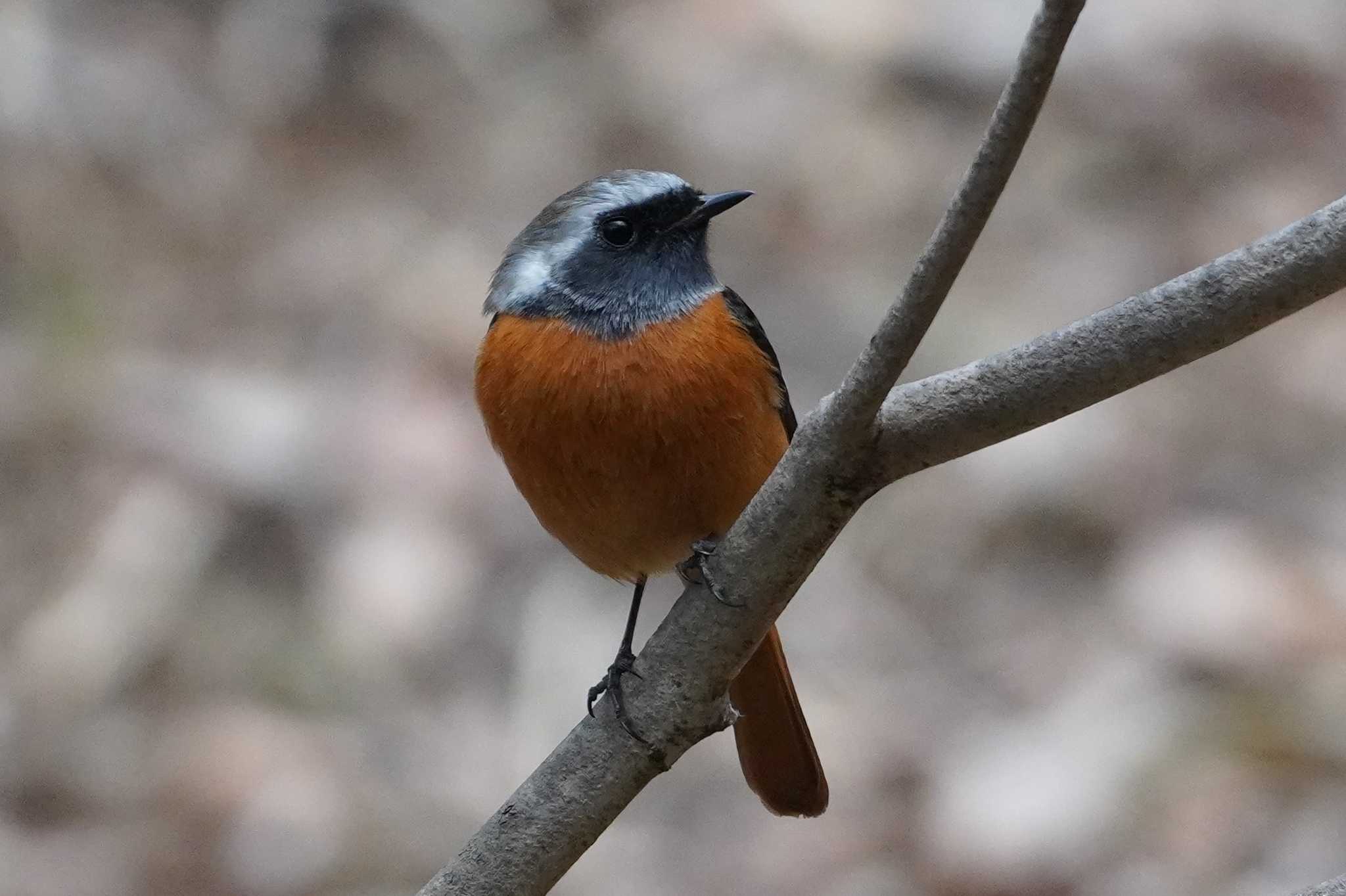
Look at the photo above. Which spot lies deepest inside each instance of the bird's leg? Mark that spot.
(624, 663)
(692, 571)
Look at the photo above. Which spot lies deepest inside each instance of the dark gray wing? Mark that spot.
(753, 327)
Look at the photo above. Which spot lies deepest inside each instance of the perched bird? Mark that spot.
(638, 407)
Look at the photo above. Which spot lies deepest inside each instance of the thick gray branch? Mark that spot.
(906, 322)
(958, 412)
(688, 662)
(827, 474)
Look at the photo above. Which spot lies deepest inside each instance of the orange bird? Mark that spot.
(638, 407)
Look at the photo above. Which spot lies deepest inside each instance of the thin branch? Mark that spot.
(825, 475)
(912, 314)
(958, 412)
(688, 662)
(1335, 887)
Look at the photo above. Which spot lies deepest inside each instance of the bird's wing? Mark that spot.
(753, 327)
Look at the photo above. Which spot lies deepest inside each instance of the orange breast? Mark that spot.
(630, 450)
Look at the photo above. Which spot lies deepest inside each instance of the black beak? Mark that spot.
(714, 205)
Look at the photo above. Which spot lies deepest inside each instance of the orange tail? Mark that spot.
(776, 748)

▶ _EXERCISE_: Starting at the line that contains "gray branch? Mark that spot." and ending at the last line of the data, repeat each line exactly; include nothing else.

▶ _WRITTEN ANSWER_:
Look at the photo above. Which spot lies deepest inside each instance of the thick gray branch? Mark that spot.
(906, 322)
(958, 412)
(688, 662)
(827, 474)
Look at the photo above. Which spot lies deepest inside each instance of the orange bird? Mark that spot.
(638, 407)
Look at the photo above. Which spot lies deepest inside each instance of the thin branch? Mark that spot.
(825, 475)
(912, 314)
(958, 412)
(688, 662)
(1335, 887)
Look at the photo above. Which spot lies deepest inside each instance of the bird's wing? Mark that spot.
(753, 327)
Look at the photo above. Which spot lies deepest inside each instance of the orange breast? Mark that spot.
(630, 450)
Look at the photo above. Which spot lies deepest inside each instance of the black beak? Mark that spot.
(714, 205)
Look at the photo above. Which spot lies deepest inside each instance of the orange tail? Mark that spot.
(776, 748)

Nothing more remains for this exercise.